EXTRACTED TEXT
[Start of Attachment]
It’s so sad how many activities fall by the wayside during college, or after we start working. The assistant master wrote on my block of wood (literally, a 2×4 piece of wood that we had to punch and chop; those were the days) “Never stop TKD.” Which, of course, I did shortly after freshman year. And then when I tried to pick it up again during grad school, it didn’t stick. And of course I am now “so busy with work” that I don’t have the energy to go back and reconcile with my past self. It gets harder and harder to go home again. And I really don’t see any way of going back now that that hussy ballet has come into my life.

Which is really interesting, because I was recently admiring just how much continuity matters in perfecting an art form (or really anything). Those girls in Cardinal Ballet are really something. It takes such a damn long time to get good at something, a huge amount of dedication to stick it through the rough spots to get to the point where you get good enough to enjoy doing what you do. Each year of sticking with it, each moment closer to the 10,000 hours brings a little bit more depth, a little more maturity, a little closer to perfection. It’s so hard to see in the grind, when the temptations of all the rest of life are there to seduce us away. I feel like I failed. And it breaks my heart knowing how many of these WB girls will give it up once they graduate high school.
[End of Attachment]
YOUR OBJECTIVE
Name every level or year of schooling that the passage about quitting TKD mentions. The listing is separate material and has no connection to the blog passage about quitting TKD.

INFORMATION SHOWN
[Start of Attachment]
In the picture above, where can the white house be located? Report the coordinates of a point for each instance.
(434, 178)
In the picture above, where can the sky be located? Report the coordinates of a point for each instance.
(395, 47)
[End of Attachment]
ANSWER FOR THE TASK
College, freshman year, grad school, high school